▶ _What this task involves_
Identify each line below that contains the word "item", and copy every such line in full.

[Data records start]

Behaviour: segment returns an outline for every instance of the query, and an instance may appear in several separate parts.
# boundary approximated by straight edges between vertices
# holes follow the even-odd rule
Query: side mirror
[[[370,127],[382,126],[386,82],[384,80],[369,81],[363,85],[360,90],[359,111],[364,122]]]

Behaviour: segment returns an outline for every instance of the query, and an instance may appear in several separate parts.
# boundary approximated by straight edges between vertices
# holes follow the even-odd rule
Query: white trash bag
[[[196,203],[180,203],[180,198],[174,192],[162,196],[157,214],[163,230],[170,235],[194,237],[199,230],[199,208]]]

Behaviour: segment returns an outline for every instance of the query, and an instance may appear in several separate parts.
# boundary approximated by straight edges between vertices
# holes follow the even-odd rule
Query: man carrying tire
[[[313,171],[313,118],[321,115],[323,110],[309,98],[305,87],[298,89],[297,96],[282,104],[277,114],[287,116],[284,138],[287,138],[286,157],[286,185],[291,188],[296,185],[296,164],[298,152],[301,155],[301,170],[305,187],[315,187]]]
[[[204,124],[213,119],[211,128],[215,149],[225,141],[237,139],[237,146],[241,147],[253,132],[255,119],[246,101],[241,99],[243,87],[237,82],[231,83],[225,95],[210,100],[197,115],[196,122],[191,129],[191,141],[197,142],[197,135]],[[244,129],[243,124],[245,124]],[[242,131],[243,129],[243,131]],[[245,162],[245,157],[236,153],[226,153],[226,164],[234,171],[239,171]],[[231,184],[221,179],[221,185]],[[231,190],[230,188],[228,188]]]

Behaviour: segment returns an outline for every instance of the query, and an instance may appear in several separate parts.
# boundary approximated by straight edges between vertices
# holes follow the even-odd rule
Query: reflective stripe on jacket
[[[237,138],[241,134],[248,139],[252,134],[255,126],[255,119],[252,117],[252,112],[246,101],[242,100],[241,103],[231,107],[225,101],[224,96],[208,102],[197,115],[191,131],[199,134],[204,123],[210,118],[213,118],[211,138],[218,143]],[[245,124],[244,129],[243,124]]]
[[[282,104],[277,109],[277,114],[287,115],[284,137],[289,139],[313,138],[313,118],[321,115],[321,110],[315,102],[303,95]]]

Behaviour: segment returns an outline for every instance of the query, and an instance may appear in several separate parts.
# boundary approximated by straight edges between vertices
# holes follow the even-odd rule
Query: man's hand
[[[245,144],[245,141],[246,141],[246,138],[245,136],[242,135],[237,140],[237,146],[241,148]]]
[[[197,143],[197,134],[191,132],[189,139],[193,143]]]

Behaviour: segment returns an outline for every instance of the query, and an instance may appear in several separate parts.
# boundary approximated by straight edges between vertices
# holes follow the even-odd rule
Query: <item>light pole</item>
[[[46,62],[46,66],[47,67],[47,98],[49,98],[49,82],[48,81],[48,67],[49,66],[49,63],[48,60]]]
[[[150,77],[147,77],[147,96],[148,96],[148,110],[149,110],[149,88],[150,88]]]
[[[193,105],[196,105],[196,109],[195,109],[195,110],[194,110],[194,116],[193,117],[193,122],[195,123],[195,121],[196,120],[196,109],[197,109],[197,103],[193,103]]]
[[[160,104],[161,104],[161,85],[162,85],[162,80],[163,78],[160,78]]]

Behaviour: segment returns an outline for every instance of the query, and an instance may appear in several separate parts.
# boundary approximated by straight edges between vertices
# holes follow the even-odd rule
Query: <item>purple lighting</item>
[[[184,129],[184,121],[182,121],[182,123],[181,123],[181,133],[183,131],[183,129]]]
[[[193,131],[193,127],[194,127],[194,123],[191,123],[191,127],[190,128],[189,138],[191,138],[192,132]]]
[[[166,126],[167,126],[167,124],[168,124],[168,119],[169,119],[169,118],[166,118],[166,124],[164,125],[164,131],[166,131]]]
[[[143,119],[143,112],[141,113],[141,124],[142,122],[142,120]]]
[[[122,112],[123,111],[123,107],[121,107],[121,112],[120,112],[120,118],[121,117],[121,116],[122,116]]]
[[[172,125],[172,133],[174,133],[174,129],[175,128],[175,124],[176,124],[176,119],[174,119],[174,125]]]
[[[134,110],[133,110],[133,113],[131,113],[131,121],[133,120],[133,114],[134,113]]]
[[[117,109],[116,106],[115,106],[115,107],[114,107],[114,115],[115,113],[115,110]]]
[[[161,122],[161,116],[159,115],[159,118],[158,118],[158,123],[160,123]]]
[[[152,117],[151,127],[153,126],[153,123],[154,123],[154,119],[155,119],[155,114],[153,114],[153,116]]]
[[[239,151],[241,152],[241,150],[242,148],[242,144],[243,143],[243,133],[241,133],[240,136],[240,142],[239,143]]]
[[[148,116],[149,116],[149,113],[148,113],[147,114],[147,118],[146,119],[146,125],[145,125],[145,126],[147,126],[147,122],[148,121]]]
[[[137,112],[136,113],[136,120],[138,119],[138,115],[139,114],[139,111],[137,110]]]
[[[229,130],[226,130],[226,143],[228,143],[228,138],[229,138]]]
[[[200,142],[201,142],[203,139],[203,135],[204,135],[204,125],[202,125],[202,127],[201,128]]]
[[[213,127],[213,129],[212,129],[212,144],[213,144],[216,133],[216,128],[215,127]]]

[Data records end]

▶ _Response to the exercise_
Query: <item>light pole</item>
Query: <item>purple lighting</item>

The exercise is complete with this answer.